Within the entries below, the lines from the one with "Target: eyeglasses" through the one with "reads [[57, 81]]." are to be set down exactly, both ends kept.

[Saved entries]
━━━━
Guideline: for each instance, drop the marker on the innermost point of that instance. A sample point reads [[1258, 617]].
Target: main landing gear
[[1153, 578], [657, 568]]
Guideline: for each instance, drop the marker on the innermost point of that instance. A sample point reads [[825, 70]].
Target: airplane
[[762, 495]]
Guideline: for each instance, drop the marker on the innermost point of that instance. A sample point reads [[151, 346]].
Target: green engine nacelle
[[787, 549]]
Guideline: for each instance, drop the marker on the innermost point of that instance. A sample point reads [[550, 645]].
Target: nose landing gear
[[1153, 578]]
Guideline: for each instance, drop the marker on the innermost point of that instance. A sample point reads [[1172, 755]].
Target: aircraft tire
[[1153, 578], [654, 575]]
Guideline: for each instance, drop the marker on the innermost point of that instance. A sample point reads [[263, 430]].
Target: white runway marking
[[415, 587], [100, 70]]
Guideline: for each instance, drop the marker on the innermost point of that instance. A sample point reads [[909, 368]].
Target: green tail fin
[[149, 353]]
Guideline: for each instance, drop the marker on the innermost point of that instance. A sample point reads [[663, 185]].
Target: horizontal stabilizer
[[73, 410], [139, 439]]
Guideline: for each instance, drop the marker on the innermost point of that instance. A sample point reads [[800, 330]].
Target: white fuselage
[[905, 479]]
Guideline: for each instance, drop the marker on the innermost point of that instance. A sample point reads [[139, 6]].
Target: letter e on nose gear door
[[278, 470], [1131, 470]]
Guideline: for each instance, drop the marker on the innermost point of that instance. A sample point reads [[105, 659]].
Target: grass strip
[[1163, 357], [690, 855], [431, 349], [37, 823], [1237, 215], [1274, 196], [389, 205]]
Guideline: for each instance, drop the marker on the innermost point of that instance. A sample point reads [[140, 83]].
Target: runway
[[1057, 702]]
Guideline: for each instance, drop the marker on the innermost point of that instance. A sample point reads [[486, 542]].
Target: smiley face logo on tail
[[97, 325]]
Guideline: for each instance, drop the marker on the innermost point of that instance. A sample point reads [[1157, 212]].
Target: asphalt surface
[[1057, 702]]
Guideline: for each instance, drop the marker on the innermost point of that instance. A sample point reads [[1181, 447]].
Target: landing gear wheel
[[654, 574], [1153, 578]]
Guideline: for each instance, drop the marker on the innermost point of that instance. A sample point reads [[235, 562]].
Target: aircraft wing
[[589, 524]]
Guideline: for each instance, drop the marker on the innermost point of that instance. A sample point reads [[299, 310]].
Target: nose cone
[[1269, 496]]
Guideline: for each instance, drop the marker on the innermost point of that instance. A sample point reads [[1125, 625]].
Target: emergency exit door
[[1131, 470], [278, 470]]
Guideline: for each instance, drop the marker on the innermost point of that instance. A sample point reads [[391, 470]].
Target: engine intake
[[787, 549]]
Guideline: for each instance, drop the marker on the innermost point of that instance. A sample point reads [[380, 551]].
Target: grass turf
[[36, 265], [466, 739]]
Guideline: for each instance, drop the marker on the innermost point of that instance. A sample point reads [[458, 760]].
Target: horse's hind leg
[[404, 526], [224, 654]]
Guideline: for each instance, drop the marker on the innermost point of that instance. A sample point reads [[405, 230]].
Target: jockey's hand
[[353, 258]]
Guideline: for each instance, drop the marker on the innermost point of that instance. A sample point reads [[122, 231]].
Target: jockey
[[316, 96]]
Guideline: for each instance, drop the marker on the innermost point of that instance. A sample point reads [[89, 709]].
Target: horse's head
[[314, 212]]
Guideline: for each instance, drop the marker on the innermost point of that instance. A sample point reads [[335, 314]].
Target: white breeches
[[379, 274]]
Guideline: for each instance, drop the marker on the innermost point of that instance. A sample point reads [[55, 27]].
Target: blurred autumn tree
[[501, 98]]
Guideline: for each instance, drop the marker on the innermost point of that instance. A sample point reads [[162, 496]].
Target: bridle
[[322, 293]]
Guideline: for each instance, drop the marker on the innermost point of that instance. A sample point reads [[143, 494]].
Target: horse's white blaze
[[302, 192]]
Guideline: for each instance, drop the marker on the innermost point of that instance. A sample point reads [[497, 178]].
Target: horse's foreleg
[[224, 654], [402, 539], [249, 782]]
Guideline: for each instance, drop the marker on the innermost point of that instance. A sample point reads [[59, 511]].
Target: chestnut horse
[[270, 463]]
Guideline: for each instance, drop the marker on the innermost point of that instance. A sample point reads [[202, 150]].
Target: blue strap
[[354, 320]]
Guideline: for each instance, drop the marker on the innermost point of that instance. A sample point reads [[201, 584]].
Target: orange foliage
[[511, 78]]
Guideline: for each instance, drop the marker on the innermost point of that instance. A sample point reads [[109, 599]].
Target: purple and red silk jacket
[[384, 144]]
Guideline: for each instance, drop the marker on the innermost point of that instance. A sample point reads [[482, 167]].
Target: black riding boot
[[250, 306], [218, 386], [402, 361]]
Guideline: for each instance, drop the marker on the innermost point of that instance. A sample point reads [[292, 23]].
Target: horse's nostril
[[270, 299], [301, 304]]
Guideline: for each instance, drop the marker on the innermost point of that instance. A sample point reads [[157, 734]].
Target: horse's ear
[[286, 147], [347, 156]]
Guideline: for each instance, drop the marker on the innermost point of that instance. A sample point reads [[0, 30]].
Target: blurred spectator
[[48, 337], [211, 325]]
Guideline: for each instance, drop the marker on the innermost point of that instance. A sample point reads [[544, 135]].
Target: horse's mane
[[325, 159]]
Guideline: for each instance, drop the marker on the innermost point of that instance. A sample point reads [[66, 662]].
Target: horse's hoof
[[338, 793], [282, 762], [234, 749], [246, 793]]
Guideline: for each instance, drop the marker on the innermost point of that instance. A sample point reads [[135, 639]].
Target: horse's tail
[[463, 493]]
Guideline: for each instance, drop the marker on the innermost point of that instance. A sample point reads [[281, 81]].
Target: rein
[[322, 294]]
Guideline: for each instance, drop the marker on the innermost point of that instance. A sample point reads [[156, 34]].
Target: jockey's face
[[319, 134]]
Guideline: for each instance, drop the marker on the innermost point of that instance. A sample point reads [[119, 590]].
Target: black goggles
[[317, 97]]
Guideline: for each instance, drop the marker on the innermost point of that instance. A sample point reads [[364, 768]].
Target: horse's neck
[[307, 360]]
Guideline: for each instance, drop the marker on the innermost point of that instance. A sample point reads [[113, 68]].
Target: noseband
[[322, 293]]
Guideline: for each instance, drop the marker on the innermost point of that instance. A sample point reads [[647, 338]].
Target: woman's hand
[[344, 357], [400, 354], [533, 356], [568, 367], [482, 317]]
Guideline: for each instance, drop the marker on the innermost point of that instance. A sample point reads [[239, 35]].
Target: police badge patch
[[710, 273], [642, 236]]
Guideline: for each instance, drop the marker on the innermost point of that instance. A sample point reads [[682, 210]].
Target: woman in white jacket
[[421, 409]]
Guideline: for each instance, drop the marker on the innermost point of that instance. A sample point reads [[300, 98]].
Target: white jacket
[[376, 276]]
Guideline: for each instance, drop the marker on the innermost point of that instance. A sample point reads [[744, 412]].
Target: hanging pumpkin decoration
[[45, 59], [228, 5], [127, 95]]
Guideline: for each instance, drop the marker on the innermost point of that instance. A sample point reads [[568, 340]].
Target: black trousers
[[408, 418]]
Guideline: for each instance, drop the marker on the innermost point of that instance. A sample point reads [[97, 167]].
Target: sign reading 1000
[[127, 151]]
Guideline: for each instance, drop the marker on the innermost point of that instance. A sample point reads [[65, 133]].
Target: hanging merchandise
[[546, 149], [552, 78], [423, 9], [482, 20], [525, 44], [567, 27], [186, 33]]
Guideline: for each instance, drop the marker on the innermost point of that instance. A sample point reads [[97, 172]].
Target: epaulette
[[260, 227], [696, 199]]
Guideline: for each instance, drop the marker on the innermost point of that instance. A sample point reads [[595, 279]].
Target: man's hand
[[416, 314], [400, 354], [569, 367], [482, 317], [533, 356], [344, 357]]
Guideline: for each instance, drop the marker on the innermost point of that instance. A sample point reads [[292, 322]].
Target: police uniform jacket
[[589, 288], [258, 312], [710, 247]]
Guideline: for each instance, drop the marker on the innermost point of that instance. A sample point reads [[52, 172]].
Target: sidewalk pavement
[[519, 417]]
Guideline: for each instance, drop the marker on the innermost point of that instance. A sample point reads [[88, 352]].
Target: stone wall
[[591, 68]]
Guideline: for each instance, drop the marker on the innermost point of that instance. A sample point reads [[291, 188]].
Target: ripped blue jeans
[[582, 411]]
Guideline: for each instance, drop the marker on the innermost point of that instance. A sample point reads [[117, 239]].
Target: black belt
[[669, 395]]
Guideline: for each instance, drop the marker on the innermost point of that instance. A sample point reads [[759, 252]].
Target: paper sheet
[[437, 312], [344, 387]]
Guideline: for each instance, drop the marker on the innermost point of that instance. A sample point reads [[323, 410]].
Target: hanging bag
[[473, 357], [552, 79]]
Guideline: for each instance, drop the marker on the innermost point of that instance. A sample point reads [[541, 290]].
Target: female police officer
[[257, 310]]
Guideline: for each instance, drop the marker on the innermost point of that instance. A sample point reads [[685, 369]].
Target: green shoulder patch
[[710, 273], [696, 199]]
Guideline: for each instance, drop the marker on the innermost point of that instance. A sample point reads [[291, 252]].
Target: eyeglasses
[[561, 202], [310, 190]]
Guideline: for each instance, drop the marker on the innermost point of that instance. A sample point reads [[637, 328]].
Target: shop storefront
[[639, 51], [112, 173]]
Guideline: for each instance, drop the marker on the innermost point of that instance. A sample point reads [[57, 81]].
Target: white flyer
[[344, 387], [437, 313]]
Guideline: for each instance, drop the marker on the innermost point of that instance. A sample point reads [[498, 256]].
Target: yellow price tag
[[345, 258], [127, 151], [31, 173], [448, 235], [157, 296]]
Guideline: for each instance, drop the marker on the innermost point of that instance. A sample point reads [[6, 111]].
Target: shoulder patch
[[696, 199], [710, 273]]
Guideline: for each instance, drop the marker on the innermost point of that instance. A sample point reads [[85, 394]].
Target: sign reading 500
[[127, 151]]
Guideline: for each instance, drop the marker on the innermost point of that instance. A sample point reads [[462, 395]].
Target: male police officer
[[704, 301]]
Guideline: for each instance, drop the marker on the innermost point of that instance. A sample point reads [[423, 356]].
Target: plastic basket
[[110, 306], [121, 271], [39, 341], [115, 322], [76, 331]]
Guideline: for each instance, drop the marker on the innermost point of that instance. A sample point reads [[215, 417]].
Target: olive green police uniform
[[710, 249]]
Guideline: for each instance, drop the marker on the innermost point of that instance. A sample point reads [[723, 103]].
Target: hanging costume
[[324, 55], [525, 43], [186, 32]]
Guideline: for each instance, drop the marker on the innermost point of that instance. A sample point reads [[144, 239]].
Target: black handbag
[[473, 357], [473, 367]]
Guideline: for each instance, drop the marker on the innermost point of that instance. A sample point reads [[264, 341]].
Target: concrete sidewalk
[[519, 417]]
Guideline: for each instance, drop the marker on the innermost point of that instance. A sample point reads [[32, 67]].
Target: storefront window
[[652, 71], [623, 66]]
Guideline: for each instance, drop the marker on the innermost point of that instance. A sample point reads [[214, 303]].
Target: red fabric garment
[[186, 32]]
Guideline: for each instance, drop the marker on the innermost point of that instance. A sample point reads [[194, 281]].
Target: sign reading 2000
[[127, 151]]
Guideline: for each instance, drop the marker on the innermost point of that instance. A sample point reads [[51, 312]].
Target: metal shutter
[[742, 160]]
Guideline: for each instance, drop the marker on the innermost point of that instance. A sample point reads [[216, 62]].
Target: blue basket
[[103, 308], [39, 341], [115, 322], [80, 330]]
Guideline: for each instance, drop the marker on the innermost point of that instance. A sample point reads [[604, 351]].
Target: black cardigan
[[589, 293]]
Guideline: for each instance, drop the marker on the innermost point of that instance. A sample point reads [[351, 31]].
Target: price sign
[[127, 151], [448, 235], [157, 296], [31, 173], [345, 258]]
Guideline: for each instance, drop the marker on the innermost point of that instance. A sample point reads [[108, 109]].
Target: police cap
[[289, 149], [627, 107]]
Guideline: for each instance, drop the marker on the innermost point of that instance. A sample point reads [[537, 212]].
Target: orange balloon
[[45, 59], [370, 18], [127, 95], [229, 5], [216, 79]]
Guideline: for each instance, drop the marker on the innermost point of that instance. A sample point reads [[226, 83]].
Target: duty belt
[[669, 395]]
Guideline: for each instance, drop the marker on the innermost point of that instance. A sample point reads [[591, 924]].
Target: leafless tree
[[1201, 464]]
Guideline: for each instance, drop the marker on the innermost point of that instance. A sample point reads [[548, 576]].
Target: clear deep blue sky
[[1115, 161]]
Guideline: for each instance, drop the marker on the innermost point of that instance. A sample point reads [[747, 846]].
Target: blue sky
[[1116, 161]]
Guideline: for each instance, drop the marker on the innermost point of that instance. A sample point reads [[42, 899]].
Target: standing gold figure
━━━━
• [RESULT OF THE TASK]:
Target: eyeglasses
[[561, 202], [310, 190]]
Guideline: for each instance, drop the marker on the innermost point of that instance. A sample point reads [[637, 328]].
Target: shop storefront
[[639, 51], [112, 173]]
Guideline: for each instance, drop the marker on the innermost point of that instance. A sample point reads [[57, 81]].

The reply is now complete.